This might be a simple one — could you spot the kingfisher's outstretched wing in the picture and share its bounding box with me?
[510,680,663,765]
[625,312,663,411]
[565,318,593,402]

==

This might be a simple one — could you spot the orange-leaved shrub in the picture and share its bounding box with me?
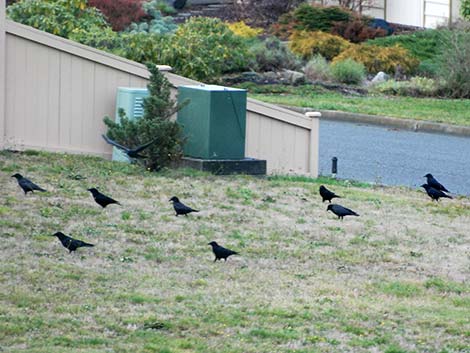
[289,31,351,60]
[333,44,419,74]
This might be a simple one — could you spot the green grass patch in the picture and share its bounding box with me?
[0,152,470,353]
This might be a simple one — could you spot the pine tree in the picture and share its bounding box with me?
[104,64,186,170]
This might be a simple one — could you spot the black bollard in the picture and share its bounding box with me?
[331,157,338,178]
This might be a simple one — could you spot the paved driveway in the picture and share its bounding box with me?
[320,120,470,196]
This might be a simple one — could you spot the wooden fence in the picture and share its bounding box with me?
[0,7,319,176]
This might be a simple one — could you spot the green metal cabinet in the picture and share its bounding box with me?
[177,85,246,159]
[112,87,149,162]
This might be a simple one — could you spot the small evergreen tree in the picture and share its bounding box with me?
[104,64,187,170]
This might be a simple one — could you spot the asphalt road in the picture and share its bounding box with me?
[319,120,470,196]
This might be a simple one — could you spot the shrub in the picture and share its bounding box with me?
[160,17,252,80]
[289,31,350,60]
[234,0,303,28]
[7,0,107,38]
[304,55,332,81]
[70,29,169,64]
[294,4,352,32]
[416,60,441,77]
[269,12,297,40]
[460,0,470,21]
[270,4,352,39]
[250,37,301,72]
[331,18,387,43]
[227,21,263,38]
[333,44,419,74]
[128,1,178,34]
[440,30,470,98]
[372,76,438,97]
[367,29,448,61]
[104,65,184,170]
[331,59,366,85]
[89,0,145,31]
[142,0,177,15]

**Prompt:** Please turn the part of the data that opens with the line containing "spot the asphalt" and closes with the line containing "[319,120,470,196]" into a Markdown table with the columns Row and Text. Give each line its own numbered row, and leave out any blank lines.

**Task output:**
| Row | Text |
|---|---|
| 1 | This might be a simple one — could you spot the asphalt road in the picture and share its bounding box with me? |
| 2 | [319,120,470,196] |